§ Aim
Transcribe precisely those lines of the listing that fall between the line containing "Where can the dry" and the last line, inclusive of both.

(Excerpt from a dataset)
++++++
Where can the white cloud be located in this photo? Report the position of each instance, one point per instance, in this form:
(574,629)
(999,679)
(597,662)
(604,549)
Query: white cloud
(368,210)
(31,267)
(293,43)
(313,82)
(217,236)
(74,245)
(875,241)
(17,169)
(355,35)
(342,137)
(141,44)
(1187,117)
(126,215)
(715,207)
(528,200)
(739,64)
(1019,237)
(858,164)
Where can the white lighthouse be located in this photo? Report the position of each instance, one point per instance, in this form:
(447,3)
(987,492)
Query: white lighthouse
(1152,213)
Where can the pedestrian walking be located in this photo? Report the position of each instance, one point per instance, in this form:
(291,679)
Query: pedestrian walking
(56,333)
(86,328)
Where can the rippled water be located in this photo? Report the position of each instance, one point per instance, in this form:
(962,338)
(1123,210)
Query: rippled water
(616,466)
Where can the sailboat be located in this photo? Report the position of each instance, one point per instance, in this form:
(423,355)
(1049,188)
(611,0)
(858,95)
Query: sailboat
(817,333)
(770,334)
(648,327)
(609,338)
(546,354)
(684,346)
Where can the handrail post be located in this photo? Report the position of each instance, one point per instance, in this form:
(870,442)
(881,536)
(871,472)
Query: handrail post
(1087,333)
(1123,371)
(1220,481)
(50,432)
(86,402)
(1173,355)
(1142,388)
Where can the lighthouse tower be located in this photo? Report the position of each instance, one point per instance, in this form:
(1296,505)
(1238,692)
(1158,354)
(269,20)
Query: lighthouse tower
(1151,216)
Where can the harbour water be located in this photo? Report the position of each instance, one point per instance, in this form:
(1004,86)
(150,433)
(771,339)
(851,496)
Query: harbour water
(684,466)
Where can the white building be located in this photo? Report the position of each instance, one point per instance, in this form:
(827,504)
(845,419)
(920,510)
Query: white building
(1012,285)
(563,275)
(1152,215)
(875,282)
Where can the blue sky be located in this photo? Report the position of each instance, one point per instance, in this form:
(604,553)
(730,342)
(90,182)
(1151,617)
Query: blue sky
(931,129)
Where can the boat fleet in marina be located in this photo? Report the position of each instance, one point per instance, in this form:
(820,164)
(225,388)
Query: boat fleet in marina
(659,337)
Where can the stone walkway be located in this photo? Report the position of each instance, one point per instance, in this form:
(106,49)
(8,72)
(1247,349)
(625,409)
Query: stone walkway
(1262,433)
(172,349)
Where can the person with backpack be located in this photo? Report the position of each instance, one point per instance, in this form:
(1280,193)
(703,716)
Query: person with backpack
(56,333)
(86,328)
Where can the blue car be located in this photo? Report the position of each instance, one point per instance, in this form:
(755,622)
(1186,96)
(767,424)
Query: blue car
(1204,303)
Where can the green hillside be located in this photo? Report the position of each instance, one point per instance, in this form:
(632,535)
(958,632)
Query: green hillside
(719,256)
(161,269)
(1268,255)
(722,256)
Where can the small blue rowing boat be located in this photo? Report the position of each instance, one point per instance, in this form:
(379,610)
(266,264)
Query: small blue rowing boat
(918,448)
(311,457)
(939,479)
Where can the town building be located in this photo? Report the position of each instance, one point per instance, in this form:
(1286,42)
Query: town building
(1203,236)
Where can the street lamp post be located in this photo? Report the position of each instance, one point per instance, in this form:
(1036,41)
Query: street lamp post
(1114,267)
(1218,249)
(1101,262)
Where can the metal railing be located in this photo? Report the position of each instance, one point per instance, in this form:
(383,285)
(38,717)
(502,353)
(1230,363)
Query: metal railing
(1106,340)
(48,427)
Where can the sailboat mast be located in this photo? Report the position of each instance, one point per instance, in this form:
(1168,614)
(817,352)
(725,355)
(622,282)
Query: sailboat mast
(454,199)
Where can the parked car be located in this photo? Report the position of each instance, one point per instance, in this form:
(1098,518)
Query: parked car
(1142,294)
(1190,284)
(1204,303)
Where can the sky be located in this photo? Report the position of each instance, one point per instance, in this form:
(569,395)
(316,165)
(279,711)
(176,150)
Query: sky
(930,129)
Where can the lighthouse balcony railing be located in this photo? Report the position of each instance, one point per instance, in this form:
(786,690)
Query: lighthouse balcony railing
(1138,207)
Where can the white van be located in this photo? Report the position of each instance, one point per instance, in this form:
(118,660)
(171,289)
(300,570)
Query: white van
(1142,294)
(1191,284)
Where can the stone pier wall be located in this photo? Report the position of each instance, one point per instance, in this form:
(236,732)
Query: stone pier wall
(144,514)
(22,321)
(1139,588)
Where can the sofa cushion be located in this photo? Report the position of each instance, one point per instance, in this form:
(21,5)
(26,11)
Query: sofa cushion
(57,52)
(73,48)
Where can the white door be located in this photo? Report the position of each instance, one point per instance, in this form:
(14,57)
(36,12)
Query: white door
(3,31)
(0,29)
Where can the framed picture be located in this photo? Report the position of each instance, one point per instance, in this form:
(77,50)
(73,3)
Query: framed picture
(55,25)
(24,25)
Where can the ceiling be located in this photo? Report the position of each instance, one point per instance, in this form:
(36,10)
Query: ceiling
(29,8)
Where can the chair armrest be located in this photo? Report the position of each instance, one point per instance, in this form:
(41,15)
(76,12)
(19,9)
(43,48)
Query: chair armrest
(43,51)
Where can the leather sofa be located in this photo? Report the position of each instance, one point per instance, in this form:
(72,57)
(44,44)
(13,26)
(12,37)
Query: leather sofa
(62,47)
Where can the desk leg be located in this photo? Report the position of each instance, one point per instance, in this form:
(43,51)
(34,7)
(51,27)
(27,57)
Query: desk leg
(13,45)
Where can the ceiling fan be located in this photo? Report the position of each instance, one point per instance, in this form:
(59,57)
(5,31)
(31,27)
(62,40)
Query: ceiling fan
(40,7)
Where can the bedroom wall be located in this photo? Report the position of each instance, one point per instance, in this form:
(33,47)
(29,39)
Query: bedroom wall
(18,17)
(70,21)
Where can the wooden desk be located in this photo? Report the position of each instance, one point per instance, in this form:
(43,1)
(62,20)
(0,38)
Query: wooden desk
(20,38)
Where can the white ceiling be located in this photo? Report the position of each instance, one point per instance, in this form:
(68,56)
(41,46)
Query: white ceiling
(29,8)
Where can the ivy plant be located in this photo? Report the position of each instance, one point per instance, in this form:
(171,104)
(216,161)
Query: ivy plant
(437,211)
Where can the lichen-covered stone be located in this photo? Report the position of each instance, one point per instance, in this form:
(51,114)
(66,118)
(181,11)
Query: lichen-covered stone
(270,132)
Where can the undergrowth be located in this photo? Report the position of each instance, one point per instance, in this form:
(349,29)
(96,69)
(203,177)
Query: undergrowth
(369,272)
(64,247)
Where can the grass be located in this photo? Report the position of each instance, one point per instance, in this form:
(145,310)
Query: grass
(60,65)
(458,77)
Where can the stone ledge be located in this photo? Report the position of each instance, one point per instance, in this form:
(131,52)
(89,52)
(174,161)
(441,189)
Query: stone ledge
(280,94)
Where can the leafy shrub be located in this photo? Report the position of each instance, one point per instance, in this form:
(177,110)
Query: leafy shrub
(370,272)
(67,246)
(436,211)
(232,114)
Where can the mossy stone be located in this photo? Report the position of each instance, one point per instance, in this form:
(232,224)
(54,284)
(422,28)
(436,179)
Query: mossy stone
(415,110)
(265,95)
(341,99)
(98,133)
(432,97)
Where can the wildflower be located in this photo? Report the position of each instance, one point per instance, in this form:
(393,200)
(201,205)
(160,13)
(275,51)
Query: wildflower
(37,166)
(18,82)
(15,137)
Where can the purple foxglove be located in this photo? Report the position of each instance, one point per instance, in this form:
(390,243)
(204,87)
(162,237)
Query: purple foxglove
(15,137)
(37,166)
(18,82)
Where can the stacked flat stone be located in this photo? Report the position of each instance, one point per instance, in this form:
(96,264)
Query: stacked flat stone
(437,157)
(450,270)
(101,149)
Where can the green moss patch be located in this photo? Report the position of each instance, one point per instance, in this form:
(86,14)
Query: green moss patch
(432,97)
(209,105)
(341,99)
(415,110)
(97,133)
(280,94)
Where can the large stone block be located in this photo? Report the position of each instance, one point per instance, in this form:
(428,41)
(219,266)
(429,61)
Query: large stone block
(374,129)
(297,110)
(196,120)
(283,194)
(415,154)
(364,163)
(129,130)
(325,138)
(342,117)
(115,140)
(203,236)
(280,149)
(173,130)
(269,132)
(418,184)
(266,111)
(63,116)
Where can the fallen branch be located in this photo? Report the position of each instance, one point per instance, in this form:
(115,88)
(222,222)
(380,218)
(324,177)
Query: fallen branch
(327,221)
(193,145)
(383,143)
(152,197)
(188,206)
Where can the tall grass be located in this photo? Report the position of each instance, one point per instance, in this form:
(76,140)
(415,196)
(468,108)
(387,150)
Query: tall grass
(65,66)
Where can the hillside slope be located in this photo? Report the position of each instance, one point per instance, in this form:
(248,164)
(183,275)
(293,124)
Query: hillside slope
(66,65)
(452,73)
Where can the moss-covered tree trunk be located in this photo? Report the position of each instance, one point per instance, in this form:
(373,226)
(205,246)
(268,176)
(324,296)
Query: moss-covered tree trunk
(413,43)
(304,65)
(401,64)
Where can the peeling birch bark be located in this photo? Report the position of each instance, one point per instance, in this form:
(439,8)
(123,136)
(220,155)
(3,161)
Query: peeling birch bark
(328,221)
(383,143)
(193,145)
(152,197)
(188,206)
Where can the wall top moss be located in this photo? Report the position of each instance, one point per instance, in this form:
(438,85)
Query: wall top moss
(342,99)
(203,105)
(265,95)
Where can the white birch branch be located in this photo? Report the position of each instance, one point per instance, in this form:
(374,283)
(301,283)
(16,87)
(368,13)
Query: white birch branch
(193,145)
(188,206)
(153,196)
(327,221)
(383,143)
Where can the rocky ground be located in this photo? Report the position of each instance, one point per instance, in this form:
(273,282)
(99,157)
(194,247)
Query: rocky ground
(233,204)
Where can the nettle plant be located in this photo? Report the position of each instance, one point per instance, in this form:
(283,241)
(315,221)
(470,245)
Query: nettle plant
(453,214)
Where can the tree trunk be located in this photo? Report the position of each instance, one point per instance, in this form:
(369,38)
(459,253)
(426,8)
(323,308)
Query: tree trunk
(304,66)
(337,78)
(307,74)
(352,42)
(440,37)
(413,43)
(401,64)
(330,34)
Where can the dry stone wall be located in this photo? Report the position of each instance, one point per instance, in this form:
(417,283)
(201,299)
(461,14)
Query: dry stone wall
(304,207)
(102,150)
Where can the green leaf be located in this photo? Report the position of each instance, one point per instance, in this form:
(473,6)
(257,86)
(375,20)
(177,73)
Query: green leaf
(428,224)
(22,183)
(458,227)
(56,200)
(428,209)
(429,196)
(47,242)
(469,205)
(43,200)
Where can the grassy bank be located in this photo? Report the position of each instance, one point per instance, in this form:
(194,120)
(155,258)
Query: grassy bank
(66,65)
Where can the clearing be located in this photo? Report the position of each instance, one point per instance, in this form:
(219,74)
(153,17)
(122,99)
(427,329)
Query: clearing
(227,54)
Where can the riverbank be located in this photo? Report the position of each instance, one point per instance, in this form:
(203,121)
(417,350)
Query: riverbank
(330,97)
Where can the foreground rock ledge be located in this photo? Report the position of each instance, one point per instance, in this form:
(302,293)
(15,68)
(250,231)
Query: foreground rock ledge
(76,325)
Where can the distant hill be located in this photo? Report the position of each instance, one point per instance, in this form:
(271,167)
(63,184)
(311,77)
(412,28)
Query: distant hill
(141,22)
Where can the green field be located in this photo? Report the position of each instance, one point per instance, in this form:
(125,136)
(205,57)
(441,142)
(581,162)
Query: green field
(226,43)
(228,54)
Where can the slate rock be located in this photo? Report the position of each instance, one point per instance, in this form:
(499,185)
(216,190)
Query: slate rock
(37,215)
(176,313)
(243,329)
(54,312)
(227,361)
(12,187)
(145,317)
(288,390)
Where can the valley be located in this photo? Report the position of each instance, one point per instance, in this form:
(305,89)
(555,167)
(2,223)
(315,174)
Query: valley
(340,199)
++++++
§ Task solution
Where can the dry stone wall be located in this photo? Report the position of each instance, one point per instance, in this form:
(417,283)
(201,299)
(461,14)
Query: dry stone wall
(304,207)
(102,150)
Where can the green leaf be located in this photo? Report the position of each instance, one point per instance, in this form:
(473,6)
(257,86)
(375,20)
(177,73)
Query: green leaf
(428,224)
(22,183)
(458,227)
(56,200)
(428,209)
(429,196)
(47,242)
(469,205)
(43,200)
Where can the grassy bank be located in this photo? Report the position of each instance, one point per instance, in this form:
(194,120)
(155,258)
Query: grassy bank
(66,65)
Where can the clearing be located in this photo? Report the position of each instance, one point per instance, in this form:
(219,74)
(153,17)
(122,99)
(427,329)
Query: clearing
(227,54)
Where can the riverbank be located in this photo? Report the position of each instance, one point per instance, in this form:
(203,121)
(417,350)
Query: riverbank
(330,97)
Where can the foreground rock ledge be located in this photo? Report the position of each instance, one point per instance, in this form:
(302,293)
(15,68)
(250,231)
Query: foreground rock ledge
(76,325)
Where can the distant hill be located in this photo? Report the position of each instance, one point per instance, in this form:
(271,167)
(63,184)
(311,77)
(412,28)
Query: distant hill
(141,22)
Where can the green field be located in this photo? Report the position of each instance, one point per instance, in this form:
(125,136)
(205,57)
(441,142)
(581,162)
Query: green field
(226,43)
(228,54)
Where can the slate rock be located in this photo? Report the position of each instance, one point per instance, in this form:
(499,185)
(216,190)
Query: slate rock
(37,215)
(176,313)
(243,329)
(54,312)
(227,361)
(12,187)
(145,317)
(288,390)
Where can the valley be located in this photo? Report the position of each instance, one point per instance, in this form:
(305,89)
(555,167)
(2,223)
(315,174)
Query: valley
(340,199)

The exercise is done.